───── Passage shown ─────

Citywide Coordinating Council. Annual report, 1975-1976.
Jones, Arthur. "Phase 2 Council Named by Garrity." Boston Globe, May 31, 1975, 1.
Weidmann, Gerard. “Laymen Continue Vigil at St. John's Seminary." Boston Globe, April 8, 1966, 13.
Following the landmark 1954 Supreme Court case Brown v. Board of Education, which declared segregation in public schools unconstitutional, in 1965 Massachusetts became the first state to legally prohibit racially imbalanced schools. On March 15, 1972, the class action suit Morgan v. Hennigan was filed against the Boston School Committee on behalf of fifteen parents and forty-three children, alleging that Boston schools were segregated. Judge W. Arthur Garrity Jr. ruled against the city and for the parents on June 21, 1974, ordering the BSC to come up with a plan for implementing desegregation. When they failed to come up with an appropriate plan by the deadline in January 1975, the courts took a more active role. Garrity appointed advisors to formulate the desegregation plan, which he approved in April. On May 10, 1975 Garrity issued a comprehensive desegregation order that included provisions for citizen participation, monitoring, and reporting. The order created the Citywide Coordinating Council (CCC) as an independent, autonomous oversight body to monitor the implementation of desegregation in Boston Public Schools. Initially, the CCC was composed of forty-two court-appointed volunteers, two members of the Citywide Parents Advisory Council, and two students from Racial-Ethnic Student Councils. Though the Citywide Coordinating Council was officially disbanded on September 1, 1978, a permanent Department of Implementation, established in 1977, continued to coordinate monitoring in schools after the Council's demise.

───── Recorded information ─────

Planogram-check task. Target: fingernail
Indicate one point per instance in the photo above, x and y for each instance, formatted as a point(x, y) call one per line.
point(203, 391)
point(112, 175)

─────

Task requirements
1. Summarize the passage on Boston school desegregation in two sentences.
2. Repeat everything in the passage on Boston school desegregation from "Citywide Coordinating Council." down to "8, 1966, 13.".

Answers for the exercise
1. After Judge W. Arthur Garrity Jr. ruled for the parents in Morgan v. Hennigan, a suit alleging that Boston schools were segregated, and the Boston School Committee failed to produce an appropriate plan by the deadline, his May 10, 1975 order created the Citywide Coordinating Council as an independent body to monitor desegregation in Boston Public Schools. The Council was officially disbanded on September 1, 1978, but a Department of Implementation established in 1977 continued to coordinate monitoring in schools.

2.
Citywide Coordinating Council. Annual report, 1975-1976.
Jones, Arthur. "Phase 2 Council Named by Garrity." Boston Globe, May 31, 1975, 1.
Weidmann, Gerard. “Laymen Continue Vigil at St. John's Seminary." Boston Globe, April 8, 1966, 13.